[Teks Bacaan]
Negeri ini adalah negeri yang sangat sarat dengan nilai-nilai patriarki-maskulinitas, nilai-nilai yang dibangun dari sudut pandang laki-laki dan perempuan terdomestikasi. Lebih buruk lagi, perempuan pun terpengaruh oleh sudut pandang ini sehingga mendomestikasi dirinya sendiri. Kita lihat Panca Dharma organisasi isteri-isteri PNS-ASN, Dharma Wanita (bukan Darma Perempuan) sbb: (1). Wanita sebagai pendamping suami; (2). Wanita sebagai ibu rumah tangga; (3). Wanita sebagai penerus keturunan dan pendidik anak; (4). Wanita sebagai pencari nafkah tambahan; (5). Wanita sebagai warga negara dan anggota masyarakat. Beban yang tidak adil dan tidak seimbang. Sudah mengurus urusan domestik, masih ditambah mencari nafkah jika suami gagal mecukupi kebutuhan rumah tangga.

Namun, dibandingkan dengan Kongres Wanita Indonesia yang meneruskan cita-cita Kongres Perempoean Indonesia 1928, sejak tahun 1935 organisasi itu sudah mencetuskan bahwa: Kewajiban utama wanita Indonesia ialah menjadi “IBU BANGSA” untuk menumbuhkan generasi baru yang lebih sadar akan kebangsaannya. Sebuah visi kebangsaan, bukan visi domestik. Lebih lanjut, organisasi ini, melalui Kongres XXIII pada tahun 2009 menetapkan “common platform” yang mengandung visi pada bidang-bidang: Pendidikan, Kesehatan, Supremasi Hukum dan Konstitusi, Kesejahteraan Rakyat, Harkat dan Martabat Bangsa, Lingkungan Hidup, Hak-Hak Azasi Manusia, serta Keadilan dan Kesetaraan Gender. Ini baru visi yang dibuat oleh perempuan, dari sudut pandang perempuan, bagi bangsa.

Lalu apa kata Alkitab tentang kontras dua sudut pandang ini? Kita lihat Kitab Hakim-Hakim 4 dan 5. Kisah tentang Debora istri Lapidot. Deborah terpilih menjadi Hakim bagi Israel, tetapi juga berjabatan sebagai nabiah. Deborah sangat dihormati oleh bangsanya juga oleh pemimpin pejuang bangsa Israel pada waktu itu, Barak. Katanya, “Jika engkau turut maju, akupun maju, tetapi jika engkau tidak turut maju akupun tidak maju” [Hakim-Hakim 4:8]. Narasi imajinatif dari percakapan ini adalah, “Apakah di rumah, Lapidot suami Debora, akan berkata seperti Barak? Ataukah Debora akan menyambut suami pulang dari berburu seperti pada adegan sinetron?” Siapakah yang menjadi imam dalam keluarga? Deborah yang adalah hakim dan nabi bangsa Israel ataukah Lapidot sebagai suami dan kepala keluarga?

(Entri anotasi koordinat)
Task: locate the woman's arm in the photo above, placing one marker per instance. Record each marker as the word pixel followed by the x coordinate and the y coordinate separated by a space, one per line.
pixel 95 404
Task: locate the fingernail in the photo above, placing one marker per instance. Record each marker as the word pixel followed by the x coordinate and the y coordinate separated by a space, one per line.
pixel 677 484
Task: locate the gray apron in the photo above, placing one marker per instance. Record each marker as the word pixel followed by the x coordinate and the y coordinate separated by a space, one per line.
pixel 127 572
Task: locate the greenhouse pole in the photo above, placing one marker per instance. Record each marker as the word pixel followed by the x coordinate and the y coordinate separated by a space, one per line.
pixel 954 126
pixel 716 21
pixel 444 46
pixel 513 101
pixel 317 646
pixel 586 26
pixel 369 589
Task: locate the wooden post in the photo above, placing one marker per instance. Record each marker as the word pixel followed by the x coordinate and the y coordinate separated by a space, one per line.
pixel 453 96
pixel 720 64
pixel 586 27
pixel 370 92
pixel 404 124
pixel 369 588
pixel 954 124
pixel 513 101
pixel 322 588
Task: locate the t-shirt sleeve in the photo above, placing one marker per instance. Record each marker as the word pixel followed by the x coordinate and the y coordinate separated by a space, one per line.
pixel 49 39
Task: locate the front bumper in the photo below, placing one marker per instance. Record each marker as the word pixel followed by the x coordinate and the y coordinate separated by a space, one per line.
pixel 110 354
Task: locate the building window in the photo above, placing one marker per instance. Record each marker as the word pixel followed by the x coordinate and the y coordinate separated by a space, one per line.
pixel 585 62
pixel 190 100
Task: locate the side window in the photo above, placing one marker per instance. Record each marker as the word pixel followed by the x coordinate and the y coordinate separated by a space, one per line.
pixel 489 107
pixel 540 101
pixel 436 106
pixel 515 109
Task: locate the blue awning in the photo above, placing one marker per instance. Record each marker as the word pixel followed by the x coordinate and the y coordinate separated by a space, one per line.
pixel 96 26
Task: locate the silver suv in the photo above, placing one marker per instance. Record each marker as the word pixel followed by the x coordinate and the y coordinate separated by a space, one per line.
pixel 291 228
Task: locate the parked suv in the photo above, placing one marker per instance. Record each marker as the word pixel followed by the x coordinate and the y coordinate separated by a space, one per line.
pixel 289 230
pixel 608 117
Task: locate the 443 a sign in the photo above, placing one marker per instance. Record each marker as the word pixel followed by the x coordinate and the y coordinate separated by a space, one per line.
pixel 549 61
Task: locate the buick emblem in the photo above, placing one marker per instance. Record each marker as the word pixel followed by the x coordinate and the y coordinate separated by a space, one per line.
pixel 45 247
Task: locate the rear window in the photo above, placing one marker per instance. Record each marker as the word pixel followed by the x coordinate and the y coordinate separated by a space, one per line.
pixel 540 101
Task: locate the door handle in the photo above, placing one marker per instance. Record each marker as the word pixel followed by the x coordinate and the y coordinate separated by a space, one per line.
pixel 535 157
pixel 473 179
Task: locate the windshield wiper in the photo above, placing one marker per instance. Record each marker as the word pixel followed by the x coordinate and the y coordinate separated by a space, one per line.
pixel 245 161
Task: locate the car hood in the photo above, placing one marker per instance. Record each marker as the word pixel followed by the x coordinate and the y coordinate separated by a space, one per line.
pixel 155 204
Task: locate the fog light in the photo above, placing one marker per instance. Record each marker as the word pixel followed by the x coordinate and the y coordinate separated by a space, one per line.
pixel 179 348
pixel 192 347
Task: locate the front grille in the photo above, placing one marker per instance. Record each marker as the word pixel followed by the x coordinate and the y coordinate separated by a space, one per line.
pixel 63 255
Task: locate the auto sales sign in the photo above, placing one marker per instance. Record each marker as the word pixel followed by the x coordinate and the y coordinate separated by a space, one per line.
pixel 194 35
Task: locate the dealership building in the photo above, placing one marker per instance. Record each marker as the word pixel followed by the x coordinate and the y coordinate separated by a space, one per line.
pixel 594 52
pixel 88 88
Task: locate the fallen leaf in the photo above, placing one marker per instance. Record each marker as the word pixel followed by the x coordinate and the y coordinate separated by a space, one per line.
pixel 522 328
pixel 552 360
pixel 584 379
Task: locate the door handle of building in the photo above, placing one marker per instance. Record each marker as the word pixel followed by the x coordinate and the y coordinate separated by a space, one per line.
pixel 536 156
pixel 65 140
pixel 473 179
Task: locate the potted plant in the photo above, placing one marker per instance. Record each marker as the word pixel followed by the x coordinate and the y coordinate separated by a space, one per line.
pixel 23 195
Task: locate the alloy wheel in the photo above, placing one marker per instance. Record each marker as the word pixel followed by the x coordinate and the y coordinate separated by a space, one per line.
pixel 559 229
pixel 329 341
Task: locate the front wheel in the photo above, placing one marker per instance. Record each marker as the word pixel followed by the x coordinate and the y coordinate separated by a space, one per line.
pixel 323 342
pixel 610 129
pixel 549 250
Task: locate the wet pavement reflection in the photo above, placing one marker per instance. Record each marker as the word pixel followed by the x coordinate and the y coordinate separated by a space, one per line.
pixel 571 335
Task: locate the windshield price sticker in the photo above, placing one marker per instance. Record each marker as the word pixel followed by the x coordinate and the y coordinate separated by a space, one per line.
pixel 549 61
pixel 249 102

[Ketentuan Tugas]
a. Tolong tulis ulang entri dari awal hingga dan termasuk baris yang memuat "pixel 127 572", dengan menukar "locate" menjadi "identify" tanpa mengubah apa pun selain itu.
b. Lanjutkan teks tentang perempuan dan sudut pandang patriarki mulai dari kalimat terakhir yang tercantum.
Teks dan entri ini tidak saling berkaitan.

[Hasil Berurutan]
a.
Task: identify the woman's arm in the photo above, placing one marker per instance. Record each marker as the word pixel followed by the x coordinate and the y coordinate separated by a space, one per line.
pixel 95 404
Task: identify the fingernail in the photo above, placing one marker per instance. Record each marker as the word pixel followed by the x coordinate and the y coordinate separated by a space, one per line.
pixel 677 484
Task: identify the gray apron in the photo above, placing one marker per instance. Record each marker as the word pixel followed by the x coordinate and the y coordinate separated by a space, one per line.
pixel 127 572

b.
Seandainya suami/kepala keluarga adalah imam dalam sebuah keluarga modern saat ini, barangkali kita akan melihat adegan sinetron lain dengan setting di sebuah restoran. “Ayah memilih menu makanan yang dipesan dan anggota keluarga lain tidak bisa protes.” Imam adalah pemimpin, demikian menurut Kamus Besar Bahasa Indonesia, dan imamah (=imamat) adalah peran, kuasa, wewenang seorang imam/pemimpin. Dalam konteks ini suami/ayah/kepala keluarga adalah pemimpin dan anggota keluarga yang lain adalah pengikut. Sebuah kedudukan yang hirarkis/vertikal dan tidak seimbang.

Sementara itu psikologi modern yang mewakili pemikiran Barat/Judeo-Christian menggambarkan kepemimpinan dalam keluarga sebagai sebuah kepemimpinan yang kolektif-kolegial, dimana seluruh anggota keluarga ikut terlibat dalam pengambilan keputusan-kebijakan keluarga. Adegan sinetron lain yang melukiskan keadaan ini menggambarkan si ayah membuka daftar menu, demikian pula anggota keluarga yang lain dan menawarkan menu apa yang dipilih, sekaligus mengarahkan pilihan menu itu agar tercapai harmoni rasa asin-manis-gurih-pahit serta kombinasi warna yang menambah selera makan.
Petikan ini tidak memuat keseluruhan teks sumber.